### DOCUMENT EXTRACT
[Start of section]
Current Research Projects
The Montclair State Linguistics Department faculty are all actively engaged in research. Most of the research projects also provide valuable opportunities for hands-on work in applied linguistics. If you are interested in internship opportunities, please read the descriptions of the research projects and contact the relevant faculty member.
The specific projects include:
Metaphor Comprehension in Spanish-English Bilinguals
Understanding metaphors like “couch potato” requires individuals to rapidly identify relevant semantic features and determine how they are connected, making them an ideal test case for examining semantic processing (i.e., how humans understand meaning). There is a longstanding debate regarding whether and how our cerebral hemispheres are specialized for comprehending figurative language, although the majority of this work has focused on language processing with monolingual native speakers. In this project, we examine how bilingual speakers process complex semantic information, employing an experimental paradigm in which words are presented to either the left hemisphere or the right hemisphere. We use bilingualism, a linguistic state rife with variability, as a lens into the cognitive mechanisms underpinning language processing. To that end, this project investigates how individual differences in literacy,vocabulary, memory, and pragmatic abilities modulates bilingual metaphor processing. This study is conducted in the Experimental Linguistics Laboratory (Schmit Hall)
[End of section]
### PROBLEM SET
1. According to the research projects page, where is the metaphor comprehension study conducted?
2. Reproduce, word for word, the passage of the research projects page that opens with the words containing "Current Research Projects" and closes with "relevant faculty member.".

### SOURCE DATA
[Start of section]
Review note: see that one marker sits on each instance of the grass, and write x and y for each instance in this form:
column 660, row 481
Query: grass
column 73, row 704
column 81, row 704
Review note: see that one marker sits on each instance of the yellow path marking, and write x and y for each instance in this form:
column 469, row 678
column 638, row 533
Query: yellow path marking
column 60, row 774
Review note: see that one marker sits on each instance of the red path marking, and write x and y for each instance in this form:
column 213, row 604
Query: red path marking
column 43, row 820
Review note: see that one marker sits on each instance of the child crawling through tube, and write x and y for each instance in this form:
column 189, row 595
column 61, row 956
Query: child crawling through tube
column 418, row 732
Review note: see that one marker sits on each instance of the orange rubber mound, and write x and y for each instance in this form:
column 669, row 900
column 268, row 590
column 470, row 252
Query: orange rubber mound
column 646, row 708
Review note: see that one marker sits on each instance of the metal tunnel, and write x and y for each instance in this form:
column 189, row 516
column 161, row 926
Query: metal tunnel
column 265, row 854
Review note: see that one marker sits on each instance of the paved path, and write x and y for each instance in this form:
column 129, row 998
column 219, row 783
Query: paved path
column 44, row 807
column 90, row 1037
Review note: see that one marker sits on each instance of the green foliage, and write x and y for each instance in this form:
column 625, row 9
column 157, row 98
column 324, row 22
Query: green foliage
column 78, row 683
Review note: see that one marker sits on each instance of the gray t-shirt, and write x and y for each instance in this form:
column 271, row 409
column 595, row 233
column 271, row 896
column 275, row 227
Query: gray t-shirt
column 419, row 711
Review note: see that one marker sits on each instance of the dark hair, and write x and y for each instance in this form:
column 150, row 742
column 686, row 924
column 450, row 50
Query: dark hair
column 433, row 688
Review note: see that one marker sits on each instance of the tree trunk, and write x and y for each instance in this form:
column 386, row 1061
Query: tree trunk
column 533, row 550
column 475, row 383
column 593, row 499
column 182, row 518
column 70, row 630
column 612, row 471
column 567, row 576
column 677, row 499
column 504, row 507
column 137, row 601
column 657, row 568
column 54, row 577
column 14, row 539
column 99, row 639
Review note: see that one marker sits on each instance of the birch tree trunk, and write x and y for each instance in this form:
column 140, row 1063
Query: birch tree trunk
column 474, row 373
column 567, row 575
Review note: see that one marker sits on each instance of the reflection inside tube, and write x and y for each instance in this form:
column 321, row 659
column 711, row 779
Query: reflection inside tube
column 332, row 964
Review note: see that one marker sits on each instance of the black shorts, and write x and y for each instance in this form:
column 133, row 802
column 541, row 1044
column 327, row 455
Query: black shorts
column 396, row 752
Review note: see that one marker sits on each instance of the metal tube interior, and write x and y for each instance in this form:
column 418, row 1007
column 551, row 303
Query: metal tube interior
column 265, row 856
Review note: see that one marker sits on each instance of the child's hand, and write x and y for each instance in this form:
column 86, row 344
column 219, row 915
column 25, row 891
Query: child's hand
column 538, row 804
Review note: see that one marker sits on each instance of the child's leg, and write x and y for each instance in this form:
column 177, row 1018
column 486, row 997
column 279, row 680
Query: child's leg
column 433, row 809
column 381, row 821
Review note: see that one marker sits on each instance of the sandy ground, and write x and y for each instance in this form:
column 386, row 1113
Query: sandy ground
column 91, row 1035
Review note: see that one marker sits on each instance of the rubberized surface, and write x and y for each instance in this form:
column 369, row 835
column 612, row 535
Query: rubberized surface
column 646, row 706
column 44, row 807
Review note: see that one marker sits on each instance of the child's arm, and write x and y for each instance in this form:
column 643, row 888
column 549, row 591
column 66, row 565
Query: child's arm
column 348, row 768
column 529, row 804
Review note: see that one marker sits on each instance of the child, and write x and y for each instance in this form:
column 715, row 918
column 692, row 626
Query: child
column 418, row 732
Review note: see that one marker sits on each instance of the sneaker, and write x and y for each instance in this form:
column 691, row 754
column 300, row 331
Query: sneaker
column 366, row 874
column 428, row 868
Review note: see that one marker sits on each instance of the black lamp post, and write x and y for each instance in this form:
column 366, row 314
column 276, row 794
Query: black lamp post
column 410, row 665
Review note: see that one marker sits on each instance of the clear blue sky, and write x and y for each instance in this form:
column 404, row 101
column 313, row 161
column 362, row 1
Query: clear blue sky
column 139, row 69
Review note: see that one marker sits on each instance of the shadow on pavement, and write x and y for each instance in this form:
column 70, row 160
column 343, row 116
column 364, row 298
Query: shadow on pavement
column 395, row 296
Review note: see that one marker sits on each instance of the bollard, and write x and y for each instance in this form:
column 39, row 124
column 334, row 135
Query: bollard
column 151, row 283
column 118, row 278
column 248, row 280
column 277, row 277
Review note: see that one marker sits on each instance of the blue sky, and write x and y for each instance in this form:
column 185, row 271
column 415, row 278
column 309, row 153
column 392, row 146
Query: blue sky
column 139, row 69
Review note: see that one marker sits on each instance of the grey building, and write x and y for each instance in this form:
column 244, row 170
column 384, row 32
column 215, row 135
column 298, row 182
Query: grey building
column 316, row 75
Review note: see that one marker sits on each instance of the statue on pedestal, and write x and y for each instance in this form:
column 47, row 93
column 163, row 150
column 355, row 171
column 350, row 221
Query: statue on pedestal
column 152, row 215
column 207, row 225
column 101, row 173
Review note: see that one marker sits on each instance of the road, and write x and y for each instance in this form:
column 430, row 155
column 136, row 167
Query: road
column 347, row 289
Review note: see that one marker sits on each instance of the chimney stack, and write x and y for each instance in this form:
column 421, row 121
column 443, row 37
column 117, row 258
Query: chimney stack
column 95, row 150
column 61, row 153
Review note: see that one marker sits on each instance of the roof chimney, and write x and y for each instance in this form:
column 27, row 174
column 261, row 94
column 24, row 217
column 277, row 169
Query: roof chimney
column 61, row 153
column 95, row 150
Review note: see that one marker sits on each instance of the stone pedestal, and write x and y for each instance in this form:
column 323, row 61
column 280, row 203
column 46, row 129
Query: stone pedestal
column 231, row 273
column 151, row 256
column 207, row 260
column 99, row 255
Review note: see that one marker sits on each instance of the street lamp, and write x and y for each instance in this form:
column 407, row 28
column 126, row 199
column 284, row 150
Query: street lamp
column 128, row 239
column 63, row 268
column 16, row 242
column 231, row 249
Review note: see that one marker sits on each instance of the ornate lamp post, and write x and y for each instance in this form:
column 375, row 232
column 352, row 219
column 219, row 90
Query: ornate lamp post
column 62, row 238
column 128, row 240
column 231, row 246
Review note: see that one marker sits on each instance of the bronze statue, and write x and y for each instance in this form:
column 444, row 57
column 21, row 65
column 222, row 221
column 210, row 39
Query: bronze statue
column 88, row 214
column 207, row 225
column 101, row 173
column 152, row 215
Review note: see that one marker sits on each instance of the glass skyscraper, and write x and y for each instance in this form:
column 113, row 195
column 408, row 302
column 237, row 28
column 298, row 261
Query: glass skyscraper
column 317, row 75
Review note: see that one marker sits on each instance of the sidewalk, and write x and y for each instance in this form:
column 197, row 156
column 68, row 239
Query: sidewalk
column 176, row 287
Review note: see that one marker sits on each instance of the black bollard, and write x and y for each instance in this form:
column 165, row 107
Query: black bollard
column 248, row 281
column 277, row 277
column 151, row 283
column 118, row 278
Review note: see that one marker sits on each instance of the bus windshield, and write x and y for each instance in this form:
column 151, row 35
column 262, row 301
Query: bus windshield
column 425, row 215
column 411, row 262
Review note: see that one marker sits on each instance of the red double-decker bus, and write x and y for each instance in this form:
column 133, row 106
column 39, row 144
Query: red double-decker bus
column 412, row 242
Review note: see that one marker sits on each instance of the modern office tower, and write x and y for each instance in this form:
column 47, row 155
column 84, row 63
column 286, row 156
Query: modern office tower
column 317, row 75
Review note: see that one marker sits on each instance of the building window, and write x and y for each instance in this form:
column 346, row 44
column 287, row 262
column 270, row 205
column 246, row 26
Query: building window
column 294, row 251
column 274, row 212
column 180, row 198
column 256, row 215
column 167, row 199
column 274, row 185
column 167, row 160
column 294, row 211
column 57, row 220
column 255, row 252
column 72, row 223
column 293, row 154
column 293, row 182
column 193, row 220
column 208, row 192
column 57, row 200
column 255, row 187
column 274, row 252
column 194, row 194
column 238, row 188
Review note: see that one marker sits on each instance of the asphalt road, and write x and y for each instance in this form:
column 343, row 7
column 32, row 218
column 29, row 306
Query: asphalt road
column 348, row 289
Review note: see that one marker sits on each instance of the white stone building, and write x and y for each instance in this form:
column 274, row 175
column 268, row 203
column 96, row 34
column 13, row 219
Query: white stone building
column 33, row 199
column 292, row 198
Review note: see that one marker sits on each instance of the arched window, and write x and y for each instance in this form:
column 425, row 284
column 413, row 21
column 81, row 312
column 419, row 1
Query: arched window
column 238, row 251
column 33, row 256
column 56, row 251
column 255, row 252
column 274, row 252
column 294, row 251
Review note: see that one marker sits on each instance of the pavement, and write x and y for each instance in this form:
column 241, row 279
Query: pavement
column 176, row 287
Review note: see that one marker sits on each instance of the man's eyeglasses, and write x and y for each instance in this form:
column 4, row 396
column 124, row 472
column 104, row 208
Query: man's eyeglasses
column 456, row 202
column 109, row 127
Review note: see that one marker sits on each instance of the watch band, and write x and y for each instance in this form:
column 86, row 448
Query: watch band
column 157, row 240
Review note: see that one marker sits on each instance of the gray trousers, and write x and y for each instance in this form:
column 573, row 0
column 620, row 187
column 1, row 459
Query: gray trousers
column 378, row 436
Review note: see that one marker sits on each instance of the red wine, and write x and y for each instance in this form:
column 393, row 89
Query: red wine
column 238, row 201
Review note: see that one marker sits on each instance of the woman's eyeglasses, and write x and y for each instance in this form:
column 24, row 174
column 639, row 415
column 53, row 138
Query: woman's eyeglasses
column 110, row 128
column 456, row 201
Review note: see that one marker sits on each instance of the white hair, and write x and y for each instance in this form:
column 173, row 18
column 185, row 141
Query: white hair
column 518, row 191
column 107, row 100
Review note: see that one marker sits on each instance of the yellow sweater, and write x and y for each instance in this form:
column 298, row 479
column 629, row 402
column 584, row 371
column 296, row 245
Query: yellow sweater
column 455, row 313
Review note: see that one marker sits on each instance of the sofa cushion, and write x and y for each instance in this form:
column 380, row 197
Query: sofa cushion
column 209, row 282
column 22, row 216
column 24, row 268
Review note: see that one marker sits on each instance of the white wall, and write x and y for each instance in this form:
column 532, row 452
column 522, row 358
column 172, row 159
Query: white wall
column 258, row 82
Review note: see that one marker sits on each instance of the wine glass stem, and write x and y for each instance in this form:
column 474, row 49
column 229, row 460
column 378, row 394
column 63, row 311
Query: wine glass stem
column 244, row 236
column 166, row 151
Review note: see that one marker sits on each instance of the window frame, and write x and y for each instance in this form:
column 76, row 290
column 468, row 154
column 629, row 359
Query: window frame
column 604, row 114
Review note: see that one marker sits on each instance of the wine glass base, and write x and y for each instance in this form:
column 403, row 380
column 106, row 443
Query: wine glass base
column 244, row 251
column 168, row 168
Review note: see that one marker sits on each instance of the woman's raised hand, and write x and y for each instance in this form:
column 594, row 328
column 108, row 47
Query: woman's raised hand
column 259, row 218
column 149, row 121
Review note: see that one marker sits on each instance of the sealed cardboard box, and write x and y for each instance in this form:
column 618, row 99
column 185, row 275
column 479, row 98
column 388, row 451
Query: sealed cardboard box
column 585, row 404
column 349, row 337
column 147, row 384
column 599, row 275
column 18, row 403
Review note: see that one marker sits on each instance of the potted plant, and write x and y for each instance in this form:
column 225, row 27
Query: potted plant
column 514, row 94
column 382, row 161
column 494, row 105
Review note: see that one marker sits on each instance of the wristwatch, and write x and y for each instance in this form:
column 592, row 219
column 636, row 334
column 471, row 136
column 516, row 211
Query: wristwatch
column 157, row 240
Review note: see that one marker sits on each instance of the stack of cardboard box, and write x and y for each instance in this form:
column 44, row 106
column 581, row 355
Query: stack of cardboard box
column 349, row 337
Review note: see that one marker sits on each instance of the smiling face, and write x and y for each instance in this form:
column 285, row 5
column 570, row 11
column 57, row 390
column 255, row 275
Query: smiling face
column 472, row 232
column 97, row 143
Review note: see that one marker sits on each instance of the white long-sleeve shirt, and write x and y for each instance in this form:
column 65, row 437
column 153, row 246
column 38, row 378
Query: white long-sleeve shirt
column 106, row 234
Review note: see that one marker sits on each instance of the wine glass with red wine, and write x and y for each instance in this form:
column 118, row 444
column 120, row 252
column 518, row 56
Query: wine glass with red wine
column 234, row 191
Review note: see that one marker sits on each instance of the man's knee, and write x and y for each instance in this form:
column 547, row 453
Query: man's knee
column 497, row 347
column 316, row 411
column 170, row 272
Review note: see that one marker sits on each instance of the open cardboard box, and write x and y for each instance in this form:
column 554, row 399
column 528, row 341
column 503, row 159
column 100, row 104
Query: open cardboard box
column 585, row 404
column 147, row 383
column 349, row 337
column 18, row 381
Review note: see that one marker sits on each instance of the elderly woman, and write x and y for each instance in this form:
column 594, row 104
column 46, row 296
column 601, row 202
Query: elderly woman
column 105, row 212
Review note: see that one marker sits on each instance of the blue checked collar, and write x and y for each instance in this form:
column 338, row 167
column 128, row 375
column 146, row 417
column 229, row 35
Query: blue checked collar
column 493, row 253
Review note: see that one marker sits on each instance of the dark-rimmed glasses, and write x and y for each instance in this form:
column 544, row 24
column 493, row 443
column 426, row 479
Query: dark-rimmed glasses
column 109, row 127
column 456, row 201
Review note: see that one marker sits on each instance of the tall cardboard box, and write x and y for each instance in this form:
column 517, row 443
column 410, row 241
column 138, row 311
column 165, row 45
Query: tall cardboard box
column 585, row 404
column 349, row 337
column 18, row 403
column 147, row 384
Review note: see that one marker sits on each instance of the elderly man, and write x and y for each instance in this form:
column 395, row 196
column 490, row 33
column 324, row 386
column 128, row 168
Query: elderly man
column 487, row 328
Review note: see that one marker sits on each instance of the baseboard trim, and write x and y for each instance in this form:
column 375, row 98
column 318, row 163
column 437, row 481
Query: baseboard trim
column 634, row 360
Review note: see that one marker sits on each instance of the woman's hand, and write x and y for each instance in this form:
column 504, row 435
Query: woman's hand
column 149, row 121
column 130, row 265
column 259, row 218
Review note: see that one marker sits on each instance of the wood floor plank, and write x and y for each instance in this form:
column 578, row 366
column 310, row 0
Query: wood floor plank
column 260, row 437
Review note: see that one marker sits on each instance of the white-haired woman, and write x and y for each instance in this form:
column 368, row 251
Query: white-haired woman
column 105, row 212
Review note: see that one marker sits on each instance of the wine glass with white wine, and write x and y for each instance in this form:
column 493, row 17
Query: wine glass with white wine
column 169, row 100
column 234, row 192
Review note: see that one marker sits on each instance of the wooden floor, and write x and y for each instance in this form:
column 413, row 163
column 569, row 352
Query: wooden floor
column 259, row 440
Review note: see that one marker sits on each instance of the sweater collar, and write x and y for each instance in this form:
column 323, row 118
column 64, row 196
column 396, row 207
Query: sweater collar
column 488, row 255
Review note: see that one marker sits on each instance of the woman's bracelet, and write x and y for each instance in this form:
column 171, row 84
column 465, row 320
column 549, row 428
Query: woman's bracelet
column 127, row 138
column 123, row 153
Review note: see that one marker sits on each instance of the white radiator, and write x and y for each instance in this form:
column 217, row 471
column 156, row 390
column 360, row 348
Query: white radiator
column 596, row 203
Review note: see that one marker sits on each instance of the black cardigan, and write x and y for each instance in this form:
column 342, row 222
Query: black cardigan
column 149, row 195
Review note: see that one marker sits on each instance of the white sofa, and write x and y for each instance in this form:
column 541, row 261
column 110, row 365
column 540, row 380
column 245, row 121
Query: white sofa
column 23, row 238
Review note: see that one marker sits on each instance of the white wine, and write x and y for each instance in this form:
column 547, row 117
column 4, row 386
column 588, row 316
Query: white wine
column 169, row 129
[End of section]
### EXERCISE ANSWERS
1. In the Experimental Linguistics Laboratory (Schmit Hall).

2.
Current Research Projects
The Montclair State Linguistics Department faculty are all actively engaged in research. Most of the research projects also provide valuable opportunities for hands-on work in applied linguistics. If you are interested in internship opportunities, please read the descriptions of the research projects and contact the relevant faculty member.